EXERCISE DETAILS:
Copy every one of the rows below word for word, without changing anything.

MATERIAL FOR THIS TASK:
□ □ □ □ □

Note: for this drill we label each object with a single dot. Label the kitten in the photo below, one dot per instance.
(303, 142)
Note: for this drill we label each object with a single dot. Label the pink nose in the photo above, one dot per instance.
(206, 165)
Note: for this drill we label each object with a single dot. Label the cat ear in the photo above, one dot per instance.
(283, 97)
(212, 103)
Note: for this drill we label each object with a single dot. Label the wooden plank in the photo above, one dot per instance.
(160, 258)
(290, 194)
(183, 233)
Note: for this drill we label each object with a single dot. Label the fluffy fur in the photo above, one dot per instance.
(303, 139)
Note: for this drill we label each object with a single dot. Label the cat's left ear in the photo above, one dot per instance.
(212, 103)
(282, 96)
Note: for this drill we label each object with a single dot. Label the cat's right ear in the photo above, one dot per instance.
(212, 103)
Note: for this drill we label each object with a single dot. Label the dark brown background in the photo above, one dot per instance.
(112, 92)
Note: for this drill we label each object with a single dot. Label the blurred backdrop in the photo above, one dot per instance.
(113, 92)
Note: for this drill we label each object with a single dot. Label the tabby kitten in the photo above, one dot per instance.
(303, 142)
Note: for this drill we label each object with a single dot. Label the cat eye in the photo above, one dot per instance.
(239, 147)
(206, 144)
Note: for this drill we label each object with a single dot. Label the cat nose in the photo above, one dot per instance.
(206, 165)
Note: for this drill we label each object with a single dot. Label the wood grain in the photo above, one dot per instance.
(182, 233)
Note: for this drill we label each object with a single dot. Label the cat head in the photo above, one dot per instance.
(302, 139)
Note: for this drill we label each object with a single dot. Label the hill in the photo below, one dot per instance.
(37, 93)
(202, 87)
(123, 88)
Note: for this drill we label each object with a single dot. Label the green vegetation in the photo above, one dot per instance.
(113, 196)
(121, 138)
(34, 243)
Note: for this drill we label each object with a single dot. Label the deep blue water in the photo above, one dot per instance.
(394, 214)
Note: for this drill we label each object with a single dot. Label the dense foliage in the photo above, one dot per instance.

□ □ □ □ □

SOLVED EXERCISE:
Note: for this drill we label each object with a single dot. Label the kitten in the photo below, one dot per instance.
(303, 142)
Note: for this drill we label each object with a single dot. Label the pink nose in the photo above, one dot per instance.
(206, 165)
Note: for this drill we label each object with a single dot. Label the cat ear in the photo above, one dot per instance.
(283, 97)
(212, 103)
Note: for this drill we label each object with a single dot. Label the wooden plank in the photo above, one dot per instance.
(160, 258)
(290, 194)
(183, 233)
Note: for this drill we label each object with a single dot. Label the fluffy fur in the photo above, one dot per instance.
(303, 139)
Note: for this drill we label each object with a single dot. Label the cat's left ear in the photo above, one dot per instance.
(212, 103)
(282, 96)
Note: for this drill we label each object with a single dot. Label the cat's right ear in the photo above, one dot per instance.
(212, 103)
Note: for this drill we label each object with a single dot. Label the dark brown background in the photo above, one dot per instance.
(112, 92)
Note: for this drill we label each object with a single dot. Label the blurred backdrop in the photo above, one dot per instance.
(113, 92)
Note: for this drill we label each object with a single dot. Label the tabby kitten in the photo above, one dot per instance.
(303, 142)
Note: for this drill we label each object with a single dot. Label the cat eye in the photo above, one dot per instance.
(239, 147)
(206, 144)
Note: for this drill we label each object with a single dot. Label the cat nose in the photo above, one dot per instance.
(206, 165)
Note: for this drill we label each object with a single dot. Label the wood grain in the photo above, one dot per instance.
(182, 233)
Note: for this drill we label each object with a single dot. Label the cat head in the photo above, one dot per instance.
(302, 139)
Note: for this drill we label each object with a single dot. Label the hill in the photo below, one dot per instance.
(37, 93)
(202, 87)
(123, 88)
Note: for this drill we label each object with a single dot. Label the green vegetation in the photo above, one dot per instance.
(113, 196)
(121, 138)
(34, 243)
Note: for this drill we label each object with a single dot. Label the deep blue water in the photo above, one dot per instance.
(394, 214)
Note: for this drill we label each object with a single dot. Label the dense foliage in the photo above, one dot per instance.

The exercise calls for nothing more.